Here the job is to restate every entry word for word.

◆ **Input data**:
>>

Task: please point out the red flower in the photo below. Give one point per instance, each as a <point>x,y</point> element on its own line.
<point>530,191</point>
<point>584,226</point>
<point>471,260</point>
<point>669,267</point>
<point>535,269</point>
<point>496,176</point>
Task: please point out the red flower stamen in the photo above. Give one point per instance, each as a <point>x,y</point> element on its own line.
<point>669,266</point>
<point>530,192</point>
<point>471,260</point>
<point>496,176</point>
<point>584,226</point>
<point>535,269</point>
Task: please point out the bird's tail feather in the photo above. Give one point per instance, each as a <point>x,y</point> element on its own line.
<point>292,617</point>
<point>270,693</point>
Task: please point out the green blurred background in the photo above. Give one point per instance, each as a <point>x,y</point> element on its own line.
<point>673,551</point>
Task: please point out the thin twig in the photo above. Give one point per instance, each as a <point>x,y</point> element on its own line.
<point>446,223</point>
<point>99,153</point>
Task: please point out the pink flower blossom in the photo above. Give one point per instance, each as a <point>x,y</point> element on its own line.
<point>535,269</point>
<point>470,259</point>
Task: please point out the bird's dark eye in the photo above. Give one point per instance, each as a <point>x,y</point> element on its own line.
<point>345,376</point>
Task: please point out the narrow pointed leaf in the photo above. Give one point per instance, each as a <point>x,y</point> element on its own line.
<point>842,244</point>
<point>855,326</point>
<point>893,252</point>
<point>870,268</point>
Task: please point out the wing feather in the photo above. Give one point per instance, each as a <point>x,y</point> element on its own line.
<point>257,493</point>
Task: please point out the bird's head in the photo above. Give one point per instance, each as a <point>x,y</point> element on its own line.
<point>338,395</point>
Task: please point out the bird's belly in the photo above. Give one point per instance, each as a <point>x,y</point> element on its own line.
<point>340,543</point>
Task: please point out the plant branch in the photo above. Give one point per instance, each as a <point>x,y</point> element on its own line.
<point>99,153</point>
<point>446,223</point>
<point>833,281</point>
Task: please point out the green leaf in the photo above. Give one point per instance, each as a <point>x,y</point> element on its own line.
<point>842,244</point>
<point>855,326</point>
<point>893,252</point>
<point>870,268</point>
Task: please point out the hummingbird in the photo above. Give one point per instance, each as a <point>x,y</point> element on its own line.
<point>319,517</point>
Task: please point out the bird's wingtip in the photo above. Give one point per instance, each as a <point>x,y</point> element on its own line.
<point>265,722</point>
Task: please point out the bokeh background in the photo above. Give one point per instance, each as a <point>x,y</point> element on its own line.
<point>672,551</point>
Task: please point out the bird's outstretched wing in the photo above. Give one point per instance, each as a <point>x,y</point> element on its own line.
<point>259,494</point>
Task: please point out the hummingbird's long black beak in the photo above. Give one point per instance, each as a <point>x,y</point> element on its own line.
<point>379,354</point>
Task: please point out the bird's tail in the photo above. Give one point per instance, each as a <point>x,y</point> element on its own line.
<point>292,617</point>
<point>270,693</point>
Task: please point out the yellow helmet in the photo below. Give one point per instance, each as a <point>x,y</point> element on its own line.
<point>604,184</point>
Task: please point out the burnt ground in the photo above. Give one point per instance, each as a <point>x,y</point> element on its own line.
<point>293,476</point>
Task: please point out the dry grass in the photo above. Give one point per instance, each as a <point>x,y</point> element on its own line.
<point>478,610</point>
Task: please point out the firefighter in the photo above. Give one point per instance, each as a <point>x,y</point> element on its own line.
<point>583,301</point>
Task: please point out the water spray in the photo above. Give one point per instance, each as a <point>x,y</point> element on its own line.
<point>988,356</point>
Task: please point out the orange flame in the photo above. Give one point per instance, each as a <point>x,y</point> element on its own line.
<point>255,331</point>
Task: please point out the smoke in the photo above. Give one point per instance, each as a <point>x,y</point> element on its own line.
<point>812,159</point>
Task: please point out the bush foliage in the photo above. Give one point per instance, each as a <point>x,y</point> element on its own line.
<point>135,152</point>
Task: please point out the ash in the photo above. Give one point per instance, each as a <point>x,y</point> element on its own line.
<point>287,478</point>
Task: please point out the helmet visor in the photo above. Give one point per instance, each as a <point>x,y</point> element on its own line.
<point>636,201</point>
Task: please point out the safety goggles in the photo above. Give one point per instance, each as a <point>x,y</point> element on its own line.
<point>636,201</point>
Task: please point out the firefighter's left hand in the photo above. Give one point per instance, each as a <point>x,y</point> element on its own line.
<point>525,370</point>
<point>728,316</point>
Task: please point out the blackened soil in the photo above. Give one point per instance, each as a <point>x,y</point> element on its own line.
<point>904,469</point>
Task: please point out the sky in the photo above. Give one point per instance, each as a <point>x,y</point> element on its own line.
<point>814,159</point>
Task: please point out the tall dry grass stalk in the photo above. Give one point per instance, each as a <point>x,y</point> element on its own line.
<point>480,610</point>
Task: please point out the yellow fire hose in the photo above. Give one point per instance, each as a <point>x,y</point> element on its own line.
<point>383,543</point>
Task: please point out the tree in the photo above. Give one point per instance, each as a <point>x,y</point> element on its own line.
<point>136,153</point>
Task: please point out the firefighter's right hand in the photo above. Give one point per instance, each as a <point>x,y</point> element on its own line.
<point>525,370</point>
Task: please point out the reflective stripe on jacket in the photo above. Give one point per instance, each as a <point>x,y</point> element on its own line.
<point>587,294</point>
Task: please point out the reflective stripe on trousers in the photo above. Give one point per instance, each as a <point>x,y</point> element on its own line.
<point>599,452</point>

<<

◆ **Solution to the problem**:
Task: please point out the red flower in the photo below. Give one point per instance, each as a <point>x,y</point> element on its own line.
<point>530,191</point>
<point>584,226</point>
<point>471,260</point>
<point>669,267</point>
<point>535,269</point>
<point>496,176</point>
Task: please point out the red flower stamen in the photo above. Give one point per instance, each as a <point>x,y</point> element on its own line.
<point>669,266</point>
<point>530,192</point>
<point>471,260</point>
<point>496,176</point>
<point>584,226</point>
<point>535,269</point>
Task: please point out the bird's tail feather in the photo above. Give one point per instance, each as a <point>x,y</point> element on its own line.
<point>292,617</point>
<point>270,693</point>
Task: please point out the green blurred background in the photo above. Give one point per instance, each as a <point>x,y</point> element on its own line.
<point>673,551</point>
Task: please point out the thin twig in the photo above. Give one point per instance, each as a <point>x,y</point> element on its own line.
<point>446,223</point>
<point>99,153</point>
Task: please point out the pink flower blossom in the photo above. Give one point per instance, each as a <point>x,y</point> element on its own line.
<point>535,269</point>
<point>470,259</point>
Task: please point out the bird's dark eye in the photo above. Give one point per instance, each as a <point>x,y</point> element on its own line.
<point>345,376</point>
Task: please point out the narrow pointed leaf in the photo above. Give one point per instance, each as a <point>x,y</point> element on its own line.
<point>842,244</point>
<point>855,326</point>
<point>893,252</point>
<point>870,268</point>
Task: please point out the wing feather in the photo above. Give one point per instance, each as a <point>x,y</point> element on its own line.
<point>257,493</point>
Task: please point out the bird's head in the photo above. Give one point per instance, each as a <point>x,y</point> element on its own line.
<point>338,395</point>
Task: please point out the bird's belly in the photo above. Give one point per instance, each as a <point>x,y</point> element on its own line.
<point>340,543</point>
Task: please point out the plant branch in the photo above. Give one point per instance, each as a <point>x,y</point> element on its own line.
<point>99,153</point>
<point>446,223</point>
<point>833,281</point>
Task: please point out the green leaf in the photo above. Give one point per instance, each as a <point>x,y</point> element on its own line.
<point>842,244</point>
<point>855,326</point>
<point>893,252</point>
<point>870,268</point>
Task: please point out the hummingbird in the photo above. Give one point per instance, each as a <point>x,y</point> element on its own line.
<point>319,517</point>
Task: please point out the bird's wingtip in the photo above. Give one point per instance, each as a <point>x,y</point> element on its own line.
<point>265,722</point>
Task: please point out the bokeh background in the photo above. Give one point per instance, each as a <point>x,y</point> element on its own line.
<point>672,551</point>
Task: please point out the bird's outstretched wing in the photo above. Give one point per instance, each as a <point>x,y</point> element on its own line.
<point>259,494</point>
Task: please point out the hummingbird's long black beak in the photo above. Give one point per instance, each as a <point>x,y</point> element on its own line.
<point>379,354</point>
Task: please point out the bird's tail in the photo above. Give one point per instance, each as a <point>x,y</point> element on its own line.
<point>292,617</point>
<point>270,693</point>
Task: please point out the yellow helmet in the photo below. Give one point per instance, each as a <point>x,y</point> element on its own line.
<point>604,184</point>
Task: please point out the burnt ground in the photo above. Give one point per instance, each as a <point>x,y</point> element on its own line.
<point>293,476</point>
Task: please point out the dry grass in the photo above. Give one point per instance, each as a <point>x,y</point> element on its own line.
<point>478,610</point>
Task: please point out the firefighter in the photo above. Give one point per instance, each as a <point>x,y</point> element on its own line.
<point>583,301</point>
Task: please point out the water spray in the photo above. Give one point per instance, each as a <point>x,y</point> element on its own line.
<point>988,356</point>
Task: please point out the orange flame in the photo above. Give one point per instance, each as a <point>x,y</point> element on its own line.
<point>255,331</point>
Task: please point out the smoke in the photo above. Give one point per instance, each as a <point>x,y</point> element on its own line.
<point>812,159</point>
Task: please point out the bush foliage in the photo above. Give one point per instance, each as a <point>x,y</point> element on its own line.
<point>135,152</point>
Task: please point out the ash in the photo above. Give one point per instance, each as a <point>x,y</point> element on its own line.
<point>287,478</point>
Task: please point out the helmet visor in the photo above. Give one point per instance, each as a <point>x,y</point> element on its own line.
<point>636,201</point>
Task: please point out the safety goggles in the photo above. Give one point per instance, each as a <point>x,y</point> element on its own line.
<point>636,201</point>
Task: please point out the firefighter's left hand in the photo above. Give one point per instance, each as a <point>x,y</point> element on its own line.
<point>525,370</point>
<point>728,316</point>
Task: please point out the blackened soil in the photo above. Give one point per instance, each as a <point>x,y</point> element on its own line.
<point>904,469</point>
Task: please point out the sky in the photo above. Give one point per instance, each as a <point>x,y</point> element on its own line.
<point>814,159</point>
Task: please point out the tall dry grass stalk in the photo above. Give one point per instance, each as a <point>x,y</point> element on its own line.
<point>480,610</point>
Task: please point out the yellow fire hose in the photo above. Give one point per instance, each as a <point>x,y</point> element on its own line.
<point>383,543</point>
Task: please point out the tree in the photo above. Give one point per instance, each as a <point>x,y</point> element on its own line.
<point>136,153</point>
Task: please point out the firefighter's right hand in the photo above. Give one point per instance, each as a <point>x,y</point> element on its own line.
<point>525,370</point>
Task: please point out the reflective stripe on jacket in the photo above. Give one point per instance, each as a <point>x,y</point> element on its own line.
<point>587,294</point>
Task: please point out the reflective stripe on trousers in the photo above. Give one point per instance, each as a <point>x,y</point> element on its own line.
<point>599,452</point>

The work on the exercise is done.